*** Document passage ***

Tuesday, March 24, 2026

Working on GedMatch

 First sibling completed and into the second sibling. I have changed the methodology that I was using and this will be a quicker study but I had to do the long form first just to make sure I was seeing everything that I wanted to see. I am looking for items that upset the apple cart primarily. Making sure that nothing exists that proves I am incorrect in my thinking. That of course is a mirage in many ways because the number of people who have tested their autosomal DNA remains small looking at a global existence. However, I just happen to be lucky to only have ancestry from the British Isles back into the 1400s as far as I can tell. But the Parish Registers certainly show my lines back into the 1500s some as early as the first registers in 1538 so I feel somewhat confident that I am capturing a true picture of my heritage since it includes the data for four other siblings and we all match in such a way that we are all descendant of our parents without a doubt. 

The interesting part in all of this is the desire and consistent updating of the ethnicity of these five siblings by the various testing companies. They keep drilling down deeper and deeper into areas of the British Isles where I have proven ancestry. The occasional sudden shift like from southern Dorset to Lancashire in the 1800s was already known to me by word of mouth. A huge 80 year old birthday party for Charles Butt in his native Dorset called home so many of those descendants and this being an endogamous group it was huge and remains very large around the world.  My grandfather was five years old at that time but he clearly remembered going to the party and seeing all those cousins.

*** End of Document passage ***
*** Supplied entries ***

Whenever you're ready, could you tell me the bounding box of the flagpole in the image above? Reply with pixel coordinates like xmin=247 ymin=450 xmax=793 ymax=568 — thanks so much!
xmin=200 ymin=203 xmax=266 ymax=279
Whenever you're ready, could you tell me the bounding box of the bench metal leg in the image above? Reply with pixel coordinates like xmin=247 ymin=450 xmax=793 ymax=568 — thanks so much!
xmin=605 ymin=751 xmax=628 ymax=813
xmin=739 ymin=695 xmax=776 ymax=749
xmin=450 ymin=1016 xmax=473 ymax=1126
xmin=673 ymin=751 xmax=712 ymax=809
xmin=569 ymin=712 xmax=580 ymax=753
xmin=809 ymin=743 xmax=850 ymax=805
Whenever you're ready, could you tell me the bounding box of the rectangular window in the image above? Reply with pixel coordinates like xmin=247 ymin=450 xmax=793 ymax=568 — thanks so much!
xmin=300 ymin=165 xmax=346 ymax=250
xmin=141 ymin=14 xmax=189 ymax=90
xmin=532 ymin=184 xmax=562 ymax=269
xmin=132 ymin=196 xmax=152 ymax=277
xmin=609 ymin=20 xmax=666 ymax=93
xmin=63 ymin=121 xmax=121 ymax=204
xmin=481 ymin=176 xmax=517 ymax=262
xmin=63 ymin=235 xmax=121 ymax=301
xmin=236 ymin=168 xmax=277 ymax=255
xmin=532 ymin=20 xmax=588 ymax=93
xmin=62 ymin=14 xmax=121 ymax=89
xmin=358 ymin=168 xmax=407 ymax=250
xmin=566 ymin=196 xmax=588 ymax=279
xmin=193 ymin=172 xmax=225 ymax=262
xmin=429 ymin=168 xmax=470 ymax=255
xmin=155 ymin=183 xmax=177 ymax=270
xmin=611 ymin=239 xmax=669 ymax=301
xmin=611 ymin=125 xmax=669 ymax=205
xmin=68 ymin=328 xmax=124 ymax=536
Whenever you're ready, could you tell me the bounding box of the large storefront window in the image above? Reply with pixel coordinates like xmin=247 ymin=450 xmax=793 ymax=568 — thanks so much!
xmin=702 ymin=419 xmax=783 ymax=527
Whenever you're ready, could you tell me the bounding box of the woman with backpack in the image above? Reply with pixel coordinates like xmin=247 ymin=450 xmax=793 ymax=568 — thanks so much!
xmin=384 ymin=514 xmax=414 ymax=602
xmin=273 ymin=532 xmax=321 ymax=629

*** End of Supplied entries ***

> Prompt:
In two sentences, summarize the post about working on GedMatch.

> Task output:
The writer has finished a GedMatch study of one sibling and begun the second, using a quicker method after a first long pass, and is mainly looking for anything that would prove their thinking wrong. Because their ancestry appears to come only from the British Isles, with parish registers tracing some lines back to 1538, and because the data include five siblings who all clearly descend from their parents, the writer feels fairly confident in the picture of their heritage and notes that testing companies keep refining the siblings' ethnicity estimates toward areas of proven ancestry.